SELECTED EXCERPT.
_ _ _

4.4. Quantitative Real Time-PCR Analysis (qRT-PCR)

Cells were washed twice with ice-cold PBS and detached using RLT buffer containing β-mercaptoethanol (10 µL per mL) (Qiagen, Hilden, Germany). After cell lysis using QIAshredder columns (Qiagen, Hilden, Germany), RNA was purificated with RNeasy Mini Kit (Qiagen, Hilden, Germany). RNA concentrations were determined by NanoDrop 2000 (PeqLab Biotechnologie GmbH, Erlangen, Germany). After reverse transcription, purified cDNA was analyzed via quantitative real time-PCR using MasterCycler^® ep realplex (Eppendorf, Hamburg, Germany) using Platinum^® SYBR^® Green qPCR SuperMix-UDG (Invitrogen, Carlsbad, CA, USA). Oligonucleotide sequences are available upon request.

4.5. Chromatographic and Mass Spectrometric Measurement of Intracellular Accumulated MG, Glyoxal, and 3-DG

The dicarbonyl metabolites glyoxal, MG, and 3-DG were determined by derivatization with 1,2-diaminobenzene (DB) and quantification of the resulting quinoxaline adducts was determined by stable isotopic dilution analysis liquid chromatography-tandem mass spectrometry (LC–MS/MS), as described elsewhere [23]. Briefly, 0.5 × 10⁶–1 × 10⁶ cultured cells were sonicated and subsequently mixed with 4% ice-cold trichloroacetic acid with 0.9% NaCl. Stable isotopic standards ([¹³C₃]MG, [¹³C₂]glyoxal and [¹³C₆]3-DG)) were added and mixed, and samples were centrifuged. The supernatant was removed, sodium azide (0.3%) was added, and then finally 0.1 mM DB was added for derivatization over 4 h. Calibration standards containing 2 pmol of isotopic standards and 0–20 pmol of glyoxal, MG, and 3-DG were prepared and derivatized concurrently.

Samples were analyzed by LC–MS/MS with a C18 reverse-phase column (100 mm × 2.1 mm). The mobile phase was 0.1% TFA (trifluoroacetic acid) in water with a linear gradient of 0%–25% acetonitrile over 10 min. The quinoxaline adducts were detected by electrospray positive-ionization multiple reaction monitoring (MRM).

_ _ _

PROBLEM. According to the methods excerpt, which instrument was used to determine RNA concentrations? None of the lines that come after this text are needed.

DATA BELOW.
_ _ _

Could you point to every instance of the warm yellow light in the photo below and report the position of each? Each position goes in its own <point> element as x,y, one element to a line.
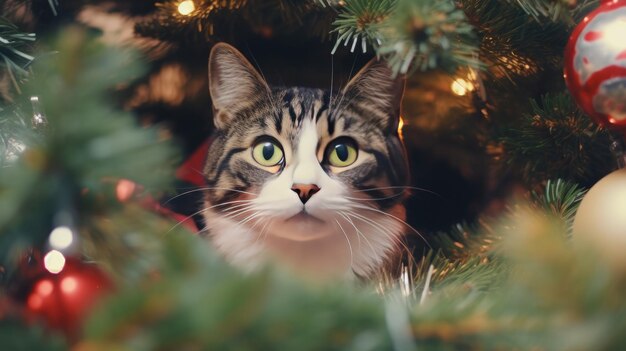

_ _ _

EXERCISE OUTPUT. The NanoDrop 2000 (PeqLab Biotechnologie GmbH, Erlangen, Germany).